Keep only the lines of the data below that contain "riverbank", and copy them.

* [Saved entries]
▬▬▬▬▬▬

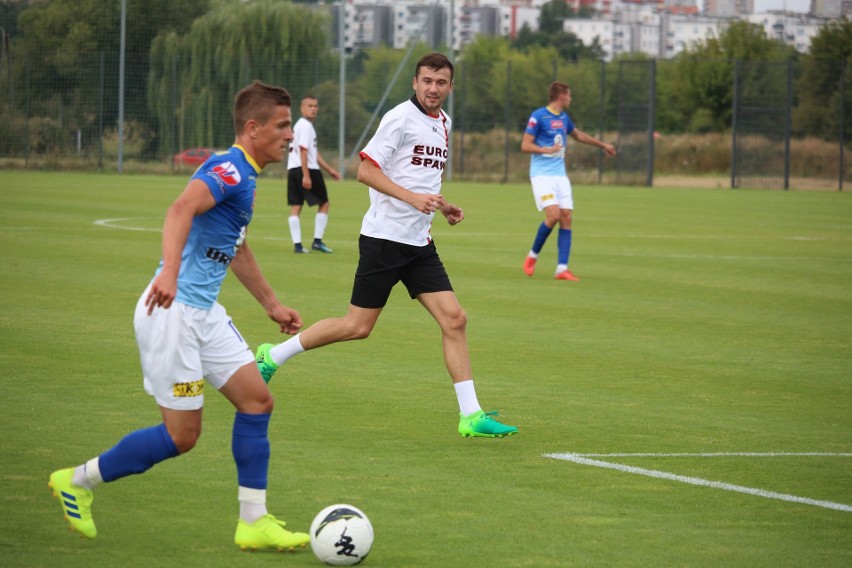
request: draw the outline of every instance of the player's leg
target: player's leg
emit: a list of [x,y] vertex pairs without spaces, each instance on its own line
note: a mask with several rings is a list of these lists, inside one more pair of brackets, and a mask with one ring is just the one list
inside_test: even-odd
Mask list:
[[284,530],[266,509],[272,395],[248,344],[224,308],[214,304],[209,314],[198,332],[205,378],[236,409],[231,450],[237,467],[240,515],[234,541],[242,548],[303,547],[310,540],[308,535]]
[[459,403],[459,434],[501,437],[518,431],[482,411],[473,384],[467,345],[467,313],[453,291],[450,278],[434,243],[422,247],[402,278],[411,298],[416,298],[441,328],[444,364],[453,381]]
[[559,222],[559,202],[554,187],[554,178],[552,176],[535,176],[530,178],[530,183],[532,184],[536,208],[544,212],[544,221],[536,229],[532,247],[524,259],[524,274],[527,276],[532,276],[535,273],[538,255],[541,253],[544,243],[547,242],[551,231],[553,231],[553,227]]
[[557,260],[554,278],[577,282],[580,279],[568,270],[568,260],[571,255],[571,223],[573,221],[574,198],[571,182],[567,177],[560,182],[557,195],[559,199],[559,235],[556,241]]
[[331,204],[328,201],[328,189],[325,186],[325,179],[322,172],[319,170],[311,171],[311,179],[314,181],[314,189],[317,197],[320,199],[317,214],[314,217],[314,241],[311,244],[311,250],[316,250],[323,253],[330,253],[332,250],[323,242],[325,229],[328,226],[328,210]]
[[137,302],[134,327],[145,390],[159,404],[163,423],[131,432],[103,454],[50,476],[50,487],[72,529],[88,538],[97,535],[91,513],[92,489],[104,481],[144,473],[188,452],[201,434],[201,361],[196,346],[186,341],[188,334],[181,332],[190,315],[186,306],[176,303],[148,316],[146,296],[147,290]]
[[281,365],[305,351],[339,341],[366,339],[381,313],[381,308],[350,305],[349,311],[341,318],[320,320],[278,345],[264,343],[257,348],[255,356],[261,376],[268,383]]
[[302,191],[302,168],[293,168],[287,171],[287,205],[290,206],[290,216],[287,223],[290,225],[290,239],[293,241],[293,252],[309,253],[310,250],[302,246],[302,223],[299,220],[302,213],[302,205],[305,198]]
[[518,429],[496,420],[496,412],[483,412],[476,396],[470,351],[467,344],[467,314],[452,291],[430,292],[417,300],[441,328],[444,363],[453,380],[459,403],[459,434],[465,437],[499,438]]
[[358,248],[349,311],[342,318],[320,320],[284,343],[258,347],[255,360],[266,382],[285,361],[299,353],[338,341],[366,339],[373,331],[407,262],[406,246],[361,235]]

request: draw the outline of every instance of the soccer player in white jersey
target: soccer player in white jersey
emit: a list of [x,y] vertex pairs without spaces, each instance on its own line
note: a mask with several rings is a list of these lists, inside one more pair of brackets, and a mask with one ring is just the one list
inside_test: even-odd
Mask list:
[[554,81],[548,89],[547,106],[534,110],[524,129],[521,151],[532,154],[530,182],[533,197],[538,210],[544,210],[544,221],[539,225],[532,249],[524,260],[524,273],[527,276],[533,275],[538,255],[553,227],[559,223],[554,278],[576,282],[580,279],[568,270],[574,197],[571,181],[565,170],[565,143],[570,136],[577,142],[602,148],[607,156],[615,156],[615,147],[576,128],[565,112],[570,105],[571,87],[566,83]]
[[318,321],[279,345],[263,344],[256,357],[268,381],[279,365],[303,351],[365,339],[391,289],[402,281],[441,328],[444,362],[459,402],[459,434],[502,437],[518,429],[500,423],[496,412],[483,412],[479,405],[467,347],[467,314],[429,234],[436,211],[450,225],[464,219],[462,209],[441,195],[451,127],[442,106],[453,88],[453,71],[445,55],[423,56],[415,67],[414,95],[382,118],[360,154],[358,181],[370,188],[370,208],[361,225],[349,311],[341,318]]
[[[322,238],[328,225],[328,190],[322,177],[322,167],[334,179],[340,179],[340,173],[323,160],[317,149],[317,131],[314,119],[319,110],[319,101],[308,95],[302,99],[299,112],[301,117],[293,127],[293,143],[290,144],[290,156],[287,159],[287,204],[290,206],[290,238],[293,239],[293,251],[308,253],[317,250],[324,253],[332,252]],[[314,217],[314,242],[311,248],[302,246],[302,225],[299,215],[302,206],[318,205]]]
[[205,386],[210,386],[237,411],[231,439],[240,511],[234,541],[244,549],[278,550],[303,548],[310,541],[305,533],[285,530],[266,509],[273,399],[251,349],[216,301],[230,266],[282,332],[302,326],[298,312],[281,304],[261,274],[246,240],[256,177],[267,164],[284,159],[293,139],[290,95],[255,81],[234,98],[233,119],[234,145],[202,164],[169,207],[162,259],[136,305],[133,324],[144,386],[159,405],[162,422],[50,476],[71,528],[85,537],[97,536],[91,511],[95,486],[143,473],[195,446]]

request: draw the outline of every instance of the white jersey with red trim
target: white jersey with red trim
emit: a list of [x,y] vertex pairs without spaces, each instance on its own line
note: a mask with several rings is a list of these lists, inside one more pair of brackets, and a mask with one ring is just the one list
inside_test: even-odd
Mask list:
[[[413,96],[388,111],[361,152],[394,183],[415,193],[437,195],[447,161],[450,117],[429,115]],[[370,188],[370,209],[361,234],[414,246],[429,244],[434,213],[421,213],[411,205]]]
[[320,169],[317,161],[317,131],[314,123],[305,117],[301,117],[293,126],[293,141],[290,142],[290,155],[287,157],[288,170],[302,167],[300,148],[308,151],[308,169]]

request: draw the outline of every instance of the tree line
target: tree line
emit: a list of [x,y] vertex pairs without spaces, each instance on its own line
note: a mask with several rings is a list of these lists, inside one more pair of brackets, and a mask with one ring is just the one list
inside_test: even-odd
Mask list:
[[[255,78],[285,85],[296,97],[318,96],[319,134],[337,139],[340,60],[331,46],[327,11],[280,0],[127,0],[126,5],[125,119],[145,133],[146,155],[230,143],[231,98]],[[551,14],[563,9],[559,6],[565,4],[545,5],[539,31],[522,29],[514,39],[478,36],[455,54],[454,118],[465,131],[520,130],[530,110],[546,103],[554,78],[572,85],[571,112],[581,127],[589,128],[584,120],[602,129],[616,127],[618,66],[646,57],[630,54],[603,63],[597,43],[584,45],[553,24],[556,16],[588,14]],[[4,5],[0,12],[5,40],[0,113],[6,128],[17,128],[24,112],[59,120],[65,130],[94,133],[114,125],[120,3],[52,0],[10,10]],[[367,126],[406,56],[386,104],[410,96],[414,61],[431,49],[417,45],[409,53],[377,47],[347,56],[347,144]],[[768,38],[760,26],[732,21],[716,37],[658,62],[656,128],[725,131],[731,123],[735,62],[791,61],[794,134],[836,140],[843,105],[852,131],[850,57],[852,23],[845,19],[822,27],[808,54]],[[102,69],[106,73],[98,72]],[[597,124],[600,116],[603,123]]]

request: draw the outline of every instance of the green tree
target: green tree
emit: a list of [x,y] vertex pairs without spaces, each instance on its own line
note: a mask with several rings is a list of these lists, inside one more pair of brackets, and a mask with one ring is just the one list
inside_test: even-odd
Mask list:
[[[852,133],[852,22],[837,20],[820,28],[811,40],[797,80],[799,104],[793,111],[793,129],[800,135],[830,140],[840,135],[841,102],[845,102],[845,128]],[[845,70],[844,70],[845,68]],[[841,85],[843,75],[846,84]],[[841,101],[845,88],[846,100]]]
[[[18,18],[16,73],[29,74],[33,114],[59,117],[67,129],[98,126],[99,68],[104,57],[105,124],[117,117],[121,3],[52,0],[34,4]],[[181,32],[204,13],[208,0],[127,0],[125,110],[128,120],[149,122],[145,78],[151,40]]]
[[[161,148],[224,147],[234,93],[254,79],[301,97],[333,74],[327,14],[276,0],[222,0],[151,46],[148,104]],[[325,101],[324,101],[325,103]]]
[[[698,42],[675,58],[672,75],[669,113],[679,113],[677,121],[669,116],[670,124],[680,122],[685,128],[699,111],[714,118],[712,129],[724,130],[731,123],[733,103],[734,62],[781,61],[795,56],[795,51],[766,37],[761,26],[734,21],[723,28],[717,37]],[[702,128],[707,126],[707,112],[699,113]]]

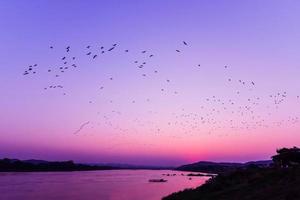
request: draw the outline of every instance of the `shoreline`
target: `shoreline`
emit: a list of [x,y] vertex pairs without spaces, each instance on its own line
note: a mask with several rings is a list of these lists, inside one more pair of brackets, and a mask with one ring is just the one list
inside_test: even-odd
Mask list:
[[249,167],[219,174],[201,186],[172,193],[162,200],[298,200],[299,185],[300,166]]

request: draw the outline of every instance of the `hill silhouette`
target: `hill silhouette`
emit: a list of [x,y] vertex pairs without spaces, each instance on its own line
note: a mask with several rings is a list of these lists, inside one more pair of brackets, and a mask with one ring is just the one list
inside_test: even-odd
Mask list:
[[230,163],[230,162],[218,163],[218,162],[200,161],[188,165],[182,165],[176,168],[176,170],[219,174],[219,173],[233,171],[238,168],[247,168],[250,165],[255,165],[258,167],[268,167],[272,164],[273,164],[272,160],[250,161],[246,163]]

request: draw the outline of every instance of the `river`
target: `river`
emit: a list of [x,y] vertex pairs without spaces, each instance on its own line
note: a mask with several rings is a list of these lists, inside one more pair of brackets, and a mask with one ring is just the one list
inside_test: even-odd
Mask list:
[[[188,177],[188,173],[171,170],[1,172],[0,199],[158,200],[173,192],[195,188],[208,179]],[[167,182],[149,182],[161,178]]]

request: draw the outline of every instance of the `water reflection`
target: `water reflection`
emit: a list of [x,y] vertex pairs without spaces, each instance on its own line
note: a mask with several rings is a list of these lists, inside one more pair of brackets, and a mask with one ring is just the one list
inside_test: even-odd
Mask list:
[[[0,194],[1,200],[157,200],[208,179],[189,180],[186,174],[169,170],[0,173]],[[149,182],[161,178],[167,182]]]

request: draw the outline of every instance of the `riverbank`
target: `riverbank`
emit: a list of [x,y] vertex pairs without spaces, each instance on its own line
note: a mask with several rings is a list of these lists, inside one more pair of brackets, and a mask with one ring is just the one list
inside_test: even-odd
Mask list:
[[82,164],[69,161],[45,161],[45,160],[19,160],[0,159],[0,172],[51,172],[51,171],[93,171],[93,170],[171,170],[172,167],[143,166],[114,163]]
[[224,173],[163,200],[299,200],[300,167],[249,167]]
[[0,159],[0,172],[46,172],[46,171],[91,171],[112,170],[111,166],[96,166],[76,164],[73,161],[44,161],[44,160],[18,160]]

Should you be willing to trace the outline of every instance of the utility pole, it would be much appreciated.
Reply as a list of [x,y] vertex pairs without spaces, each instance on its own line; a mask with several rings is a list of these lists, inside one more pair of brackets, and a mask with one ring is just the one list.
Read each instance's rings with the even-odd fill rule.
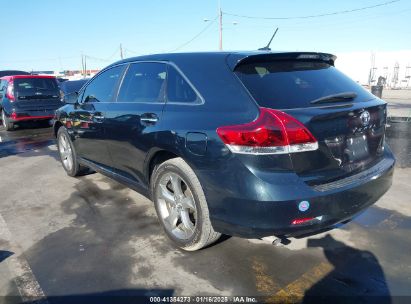
[[368,85],[371,85],[374,82],[376,69],[377,68],[375,67],[375,53],[371,52],[371,68],[370,68],[370,74],[368,75]]
[[394,65],[394,75],[392,77],[392,82],[394,83],[394,88],[397,87],[399,71],[400,71],[400,64],[398,63],[398,61],[396,61],[395,65]]
[[87,77],[87,55],[84,55],[84,77]]
[[121,59],[124,59],[124,56],[123,56],[123,46],[121,45],[121,43],[120,43],[120,57],[121,57]]
[[81,74],[84,75],[84,55],[81,53]]
[[219,44],[219,50],[223,50],[223,12],[221,10],[221,0],[218,1],[218,15],[219,15],[219,29],[220,29],[220,44]]

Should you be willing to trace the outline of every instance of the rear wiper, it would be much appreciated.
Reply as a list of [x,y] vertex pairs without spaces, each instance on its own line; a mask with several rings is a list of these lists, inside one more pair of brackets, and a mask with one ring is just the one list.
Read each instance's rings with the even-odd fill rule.
[[325,102],[337,102],[337,101],[349,101],[353,100],[357,97],[357,93],[355,92],[343,92],[338,94],[332,94],[324,97],[320,97],[318,99],[314,99],[310,101],[310,103],[325,103]]

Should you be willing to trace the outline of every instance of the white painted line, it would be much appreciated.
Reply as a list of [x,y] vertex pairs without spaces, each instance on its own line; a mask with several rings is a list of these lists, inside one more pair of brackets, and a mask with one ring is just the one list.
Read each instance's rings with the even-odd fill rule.
[[20,293],[22,302],[35,302],[37,304],[48,304],[47,298],[41,289],[29,263],[24,258],[19,245],[13,242],[11,233],[4,218],[0,214],[0,240],[7,244],[7,250],[13,252],[6,262],[13,280]]

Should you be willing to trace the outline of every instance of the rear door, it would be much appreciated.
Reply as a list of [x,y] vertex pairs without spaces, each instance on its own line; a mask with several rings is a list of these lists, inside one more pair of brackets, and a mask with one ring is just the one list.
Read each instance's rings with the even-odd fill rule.
[[108,147],[118,172],[145,184],[144,161],[156,145],[164,108],[167,65],[162,62],[131,63],[117,101],[106,113]]
[[[290,154],[294,170],[307,183],[349,176],[381,160],[386,103],[329,63],[262,61],[240,65],[235,73],[260,106],[292,115],[318,140],[318,150]],[[344,92],[356,97],[312,103]]]
[[77,154],[97,165],[111,167],[107,149],[106,111],[113,102],[125,65],[98,74],[80,93],[79,104],[68,113]]

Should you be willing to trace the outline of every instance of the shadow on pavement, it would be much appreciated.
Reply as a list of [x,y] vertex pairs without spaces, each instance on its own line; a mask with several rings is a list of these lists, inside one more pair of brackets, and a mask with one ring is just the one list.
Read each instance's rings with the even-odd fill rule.
[[0,263],[3,262],[8,257],[12,256],[14,252],[7,251],[7,250],[0,250]]
[[[1,121],[1,119],[0,119]],[[1,121],[2,122],[2,121]],[[44,121],[21,121],[15,124],[15,129],[9,132],[20,132],[23,130],[35,130],[35,129],[44,129],[50,128],[50,122],[48,120]],[[2,128],[3,129],[3,128]]]
[[309,239],[307,245],[323,248],[334,269],[305,292],[303,303],[391,303],[384,271],[374,254],[329,234]]
[[[11,155],[24,154],[29,151],[36,151],[39,155],[51,155],[49,146],[55,143],[53,130],[44,123],[27,122],[25,124],[30,129],[16,129],[5,131],[0,127],[0,158]],[[45,151],[42,151],[46,148]],[[57,158],[56,158],[57,160]]]
[[17,140],[0,143],[0,158],[12,155],[20,157],[32,157],[32,154],[26,155],[25,152],[35,151],[36,156],[47,155],[60,161],[58,153],[50,149],[55,143],[54,139],[32,140],[30,138],[20,138]]
[[[411,116],[411,112],[410,112]],[[387,142],[400,168],[411,167],[411,117],[388,117]]]
[[[150,298],[161,299],[163,297],[171,297],[174,294],[173,289],[119,289],[110,290],[105,292],[85,293],[75,295],[64,296],[51,296],[47,297],[48,304],[123,304],[123,303],[150,303]],[[10,300],[13,297],[9,297]],[[16,298],[16,297],[14,297]],[[155,301],[157,303],[160,300]],[[154,302],[154,303],[155,303]],[[25,304],[39,304],[46,303],[45,301],[39,301],[33,299],[32,301],[25,301]]]
[[[118,183],[102,189],[91,180],[79,178],[75,191],[61,202],[65,213],[75,215],[71,225],[48,234],[25,252],[46,295],[80,294],[81,298],[90,290],[130,286],[133,267],[144,266],[144,261],[133,259],[135,250],[130,240],[161,231],[155,218],[145,216],[146,207],[135,204],[121,193],[123,189]],[[128,292],[125,295],[133,294]],[[92,294],[87,299],[106,295],[110,294]],[[67,297],[67,302],[65,298],[56,298],[56,303],[78,303],[75,296]]]

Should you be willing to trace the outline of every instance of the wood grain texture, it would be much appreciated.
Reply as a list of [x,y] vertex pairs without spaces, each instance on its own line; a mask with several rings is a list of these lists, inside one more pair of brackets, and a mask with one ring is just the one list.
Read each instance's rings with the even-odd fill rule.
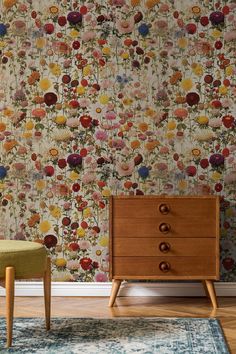
[[[168,262],[170,270],[163,273],[159,269],[161,262]],[[156,279],[183,279],[183,277],[208,279],[216,274],[213,257],[113,257],[113,276],[131,279],[130,277],[149,276]]]
[[219,198],[110,197],[110,257],[110,279],[199,279],[209,293],[219,279]]
[[[128,214],[128,210],[124,209]],[[215,238],[215,220],[208,220],[199,216],[169,217],[157,216],[156,218],[143,217],[115,217],[113,219],[113,234],[115,237],[198,237]],[[161,232],[162,224],[170,227],[168,232]]]
[[51,259],[47,257],[46,271],[43,277],[45,321],[47,331],[50,329],[51,318]]
[[[189,238],[166,238],[153,237],[148,240],[144,237],[135,238],[114,238],[113,240],[113,255],[130,256],[130,257],[155,257],[155,256],[215,256],[215,239],[205,238],[196,239]],[[163,252],[160,250],[161,245],[169,245],[169,251]]]
[[5,270],[6,280],[6,322],[7,322],[7,348],[12,345],[13,313],[14,313],[14,284],[15,269],[7,267]]

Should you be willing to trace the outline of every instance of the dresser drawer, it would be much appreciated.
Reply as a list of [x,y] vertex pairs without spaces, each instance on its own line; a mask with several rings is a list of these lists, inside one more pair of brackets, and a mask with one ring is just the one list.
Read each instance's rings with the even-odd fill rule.
[[112,269],[117,279],[217,279],[215,259],[208,256],[113,257]]
[[113,240],[113,255],[129,257],[155,256],[216,256],[214,238],[116,238]]
[[[166,206],[166,210],[165,210]],[[211,213],[209,213],[209,210]],[[215,219],[213,197],[118,197],[113,199],[113,218],[156,218],[161,216]]]
[[[170,217],[162,216],[156,218],[123,216],[114,217],[112,233],[114,238],[119,237],[216,237],[218,228],[216,223],[209,218],[199,216],[191,217]],[[169,229],[167,232],[162,228]],[[163,231],[161,231],[163,230]]]

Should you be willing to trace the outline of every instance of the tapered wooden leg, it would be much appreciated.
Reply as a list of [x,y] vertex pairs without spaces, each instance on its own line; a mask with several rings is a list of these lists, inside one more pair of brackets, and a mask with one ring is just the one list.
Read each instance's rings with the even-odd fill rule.
[[47,268],[43,277],[46,329],[50,329],[51,318],[51,260],[47,258]]
[[14,267],[7,267],[5,272],[7,348],[9,348],[12,345],[15,269]]
[[202,280],[202,285],[203,285],[206,297],[209,298],[209,293],[208,293],[208,290],[207,290],[207,286],[206,286],[205,280]]
[[111,288],[111,295],[110,295],[110,300],[109,300],[109,307],[112,307],[114,305],[114,302],[116,301],[116,296],[118,294],[118,291],[120,289],[120,284],[121,280],[120,279],[113,279],[112,280],[112,288]]
[[214,283],[212,280],[205,280],[205,284],[211,299],[212,306],[214,309],[217,309],[218,303],[217,303]]

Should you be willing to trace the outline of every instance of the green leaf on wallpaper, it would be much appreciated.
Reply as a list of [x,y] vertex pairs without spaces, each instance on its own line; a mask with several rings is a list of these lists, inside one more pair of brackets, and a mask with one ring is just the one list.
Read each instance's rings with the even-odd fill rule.
[[35,130],[43,130],[45,126],[42,123],[35,124]]

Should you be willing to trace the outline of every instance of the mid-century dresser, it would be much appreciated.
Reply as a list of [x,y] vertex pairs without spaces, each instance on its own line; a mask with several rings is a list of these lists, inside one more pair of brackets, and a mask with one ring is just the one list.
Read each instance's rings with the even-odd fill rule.
[[122,280],[201,280],[217,308],[217,196],[111,196],[113,306]]

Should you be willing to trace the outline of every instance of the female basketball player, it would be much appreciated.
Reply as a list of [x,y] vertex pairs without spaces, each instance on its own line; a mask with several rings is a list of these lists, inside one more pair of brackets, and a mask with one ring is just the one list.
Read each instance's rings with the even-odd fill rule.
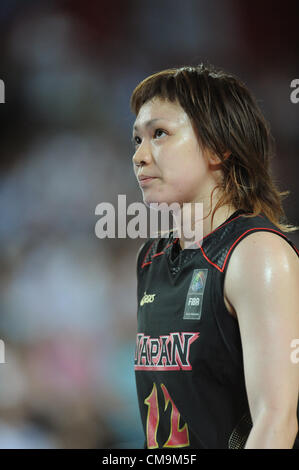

▬▬▬▬▬▬

* [EXERCISE ANSWER]
request: draw the outline of every instance of the `riverbank`
target: `riverbank`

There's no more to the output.